▶ **Assignment**: Copy the following passage about caregiver support in full, keeping every word and mark unchanged.

▶ **Selected excerpt**:
- Opening Delimiter -
Sometimes a crisis is not medical or emotional, but financial. Senior citizens in Tulsa, Oklahoma can find help at the Anne and Henry Zarrow Center for Caregiver Support.  The Center’s public statement describes the Center in this way:  “Family members, friends and neighbors who provide non-professional care for an older loved one may feel frustrated, alone and unsure of where to go for assistance.  Now there is a place to turn.”


One care advisor at the Zarrow Center explains her job as immediate and concrete.  “In a crisis, our first priority is to find a response that can stabilize the situation. The problem might be that no one has paid the bills, because no one had time to do it or there was no money, and suddenly the electricity is going to be turned off.  After we get the electricity udder control, we keep working.  Sometimes the most important part is giving people a chance to express their feelings and experiences, to talk with someone who is outside the situation, who appreciates the difficult task they are doing."


Care advisory help often comes from professionals who work in connection with a specific disease or condition.  Rebecca's husband has multiple sclerosis, and she has been his caregiver for 15 years.  Despite all her experience and knowledge, she found herself exhausted and cranky last year. “I wasn’t sleeping well because Richard was waking up several times a night and needed to use the urinal.  I had to get it, help position it, remove it and them try to get myself back to sleep, while dealing with my own nocturnal bladder schedule.  I called a care advisor who commiserated with me and assured me that this was a serious issue. She suggested several things—taking my calcium pills before bed, keeping a diary to see if there was a pattern, and calling her back with a report in a few days.  Just knowing she was there and help me was calming and beneficial, plus the fact that she helped me deal with a problem in a constructive way.”
- Closing Delimiter -
▶ **Information shown**:
- Opening Delimiter -
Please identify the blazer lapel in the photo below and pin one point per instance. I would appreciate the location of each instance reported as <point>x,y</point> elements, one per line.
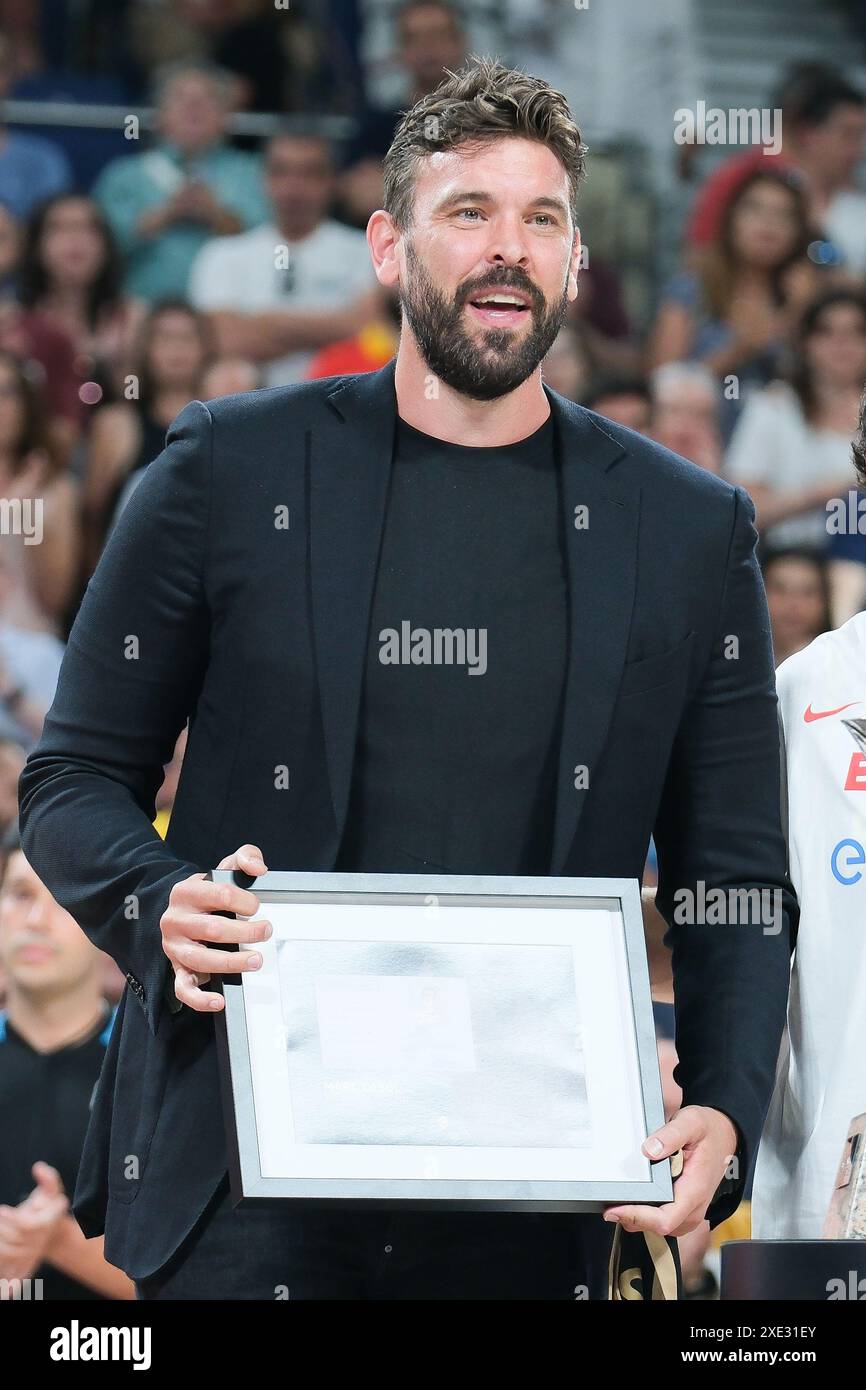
<point>349,471</point>
<point>601,549</point>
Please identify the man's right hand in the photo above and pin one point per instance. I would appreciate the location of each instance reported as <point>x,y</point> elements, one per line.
<point>192,933</point>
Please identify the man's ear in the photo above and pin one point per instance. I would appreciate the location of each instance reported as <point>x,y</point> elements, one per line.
<point>382,239</point>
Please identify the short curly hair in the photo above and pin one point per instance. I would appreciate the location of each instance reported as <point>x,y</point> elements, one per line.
<point>483,102</point>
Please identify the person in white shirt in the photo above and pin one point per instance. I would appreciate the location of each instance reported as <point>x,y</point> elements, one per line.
<point>295,284</point>
<point>791,446</point>
<point>820,1079</point>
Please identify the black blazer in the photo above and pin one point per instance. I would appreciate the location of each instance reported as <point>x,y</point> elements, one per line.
<point>206,605</point>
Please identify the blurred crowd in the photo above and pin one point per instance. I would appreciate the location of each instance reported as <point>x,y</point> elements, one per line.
<point>189,256</point>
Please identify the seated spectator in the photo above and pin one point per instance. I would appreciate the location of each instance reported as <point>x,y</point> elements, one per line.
<point>11,246</point>
<point>280,57</point>
<point>430,39</point>
<point>164,203</point>
<point>566,367</point>
<point>685,413</point>
<point>53,1037</point>
<point>798,598</point>
<point>13,758</point>
<point>599,314</point>
<point>230,377</point>
<point>823,131</point>
<point>42,548</point>
<point>367,350</point>
<point>737,309</point>
<point>71,275</point>
<point>174,350</point>
<point>624,401</point>
<point>31,167</point>
<point>29,666</point>
<point>791,449</point>
<point>295,284</point>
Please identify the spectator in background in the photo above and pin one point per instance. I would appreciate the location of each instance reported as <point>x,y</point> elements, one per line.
<point>13,758</point>
<point>791,449</point>
<point>41,553</point>
<point>626,401</point>
<point>43,346</point>
<point>164,203</point>
<point>174,350</point>
<point>71,274</point>
<point>430,39</point>
<point>228,377</point>
<point>798,598</point>
<point>371,348</point>
<point>823,141</point>
<point>280,57</point>
<point>685,412</point>
<point>295,284</point>
<point>736,310</point>
<point>566,367</point>
<point>29,666</point>
<point>599,313</point>
<point>53,1037</point>
<point>31,167</point>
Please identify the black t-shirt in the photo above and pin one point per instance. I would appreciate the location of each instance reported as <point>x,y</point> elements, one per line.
<point>459,726</point>
<point>45,1104</point>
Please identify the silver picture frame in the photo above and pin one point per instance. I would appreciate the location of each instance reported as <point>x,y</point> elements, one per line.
<point>414,1044</point>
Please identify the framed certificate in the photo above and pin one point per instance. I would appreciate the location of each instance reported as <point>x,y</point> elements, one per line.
<point>462,1043</point>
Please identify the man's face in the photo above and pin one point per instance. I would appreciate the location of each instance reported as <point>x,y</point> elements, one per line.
<point>837,143</point>
<point>42,948</point>
<point>192,114</point>
<point>488,221</point>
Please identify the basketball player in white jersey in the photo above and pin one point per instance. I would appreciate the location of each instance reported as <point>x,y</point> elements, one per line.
<point>820,1080</point>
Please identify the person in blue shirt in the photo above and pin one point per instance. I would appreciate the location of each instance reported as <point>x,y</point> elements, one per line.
<point>53,1036</point>
<point>31,167</point>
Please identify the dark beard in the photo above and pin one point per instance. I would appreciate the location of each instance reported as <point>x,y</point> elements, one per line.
<point>501,360</point>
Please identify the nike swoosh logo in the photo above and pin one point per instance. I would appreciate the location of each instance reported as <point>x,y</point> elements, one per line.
<point>811,715</point>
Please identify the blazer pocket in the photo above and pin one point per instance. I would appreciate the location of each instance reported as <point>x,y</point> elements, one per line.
<point>651,672</point>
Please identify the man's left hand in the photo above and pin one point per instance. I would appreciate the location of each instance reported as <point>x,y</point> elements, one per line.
<point>708,1140</point>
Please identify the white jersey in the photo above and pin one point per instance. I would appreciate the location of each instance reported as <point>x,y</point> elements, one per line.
<point>820,1080</point>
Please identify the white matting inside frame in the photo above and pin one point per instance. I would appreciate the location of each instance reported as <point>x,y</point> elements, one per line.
<point>502,1050</point>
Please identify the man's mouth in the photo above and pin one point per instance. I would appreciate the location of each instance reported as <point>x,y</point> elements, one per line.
<point>499,307</point>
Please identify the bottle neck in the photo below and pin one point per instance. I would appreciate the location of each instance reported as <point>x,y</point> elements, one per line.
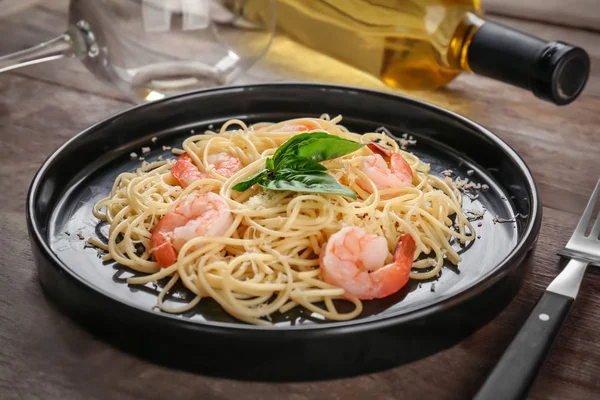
- Closing Delimiter -
▶ **Solution to the exercise**:
Sometimes a crisis is not medical or emotional, but financial. Senior citizens in Tulsa, Oklahoma can find help at the Anne and Henry Zarrow Center for Caregiver Support.  The Center’s public statement describes the Center in this way:  “Family members, friends and neighbors who provide non-professional care for an older loved one may feel frustrated, alone and unsure of where to go for assistance.  Now there is a place to turn.”


One care advisor at the Zarrow Center explains her job as immediate and concrete.  “In a crisis, our first priority is to find a response that can stabilize the situation. The problem might be that no one has paid the bills, because no one had time to do it or there was no money, and suddenly the electricity is going to be turned off.  After we get the electricity udder control, we keep working.  Sometimes the most important part is giving people a chance to express their feelings and experiences, to talk with someone who is outside the situation, who appreciates the difficult task they are doing."


Care advisory help often comes from professionals who work in connection with a specific disease or condition.  Rebecca's husband has multiple sclerosis, and she has been his caregiver for 15 years.  Despite all her experience and knowledge, she found herself exhausted and cranky last year. “I wasn’t sleeping well because Richard was waking up several times a night and needed to use the urinal.  I had to get it, help position it, remove it and them try to get myself back to sleep, while dealing with my own nocturnal bladder schedule.  I called a care advisor who commiserated with me and assured me that this was a serious issue. She suggested several things—taking my calcium pills before bed, keeping a diary to see if there was a pattern, and calling her back with a report in a few days.  Just knowing she was there and help me was calming and beneficial, plus the fact that she helped me deal with a problem in a constructive way.”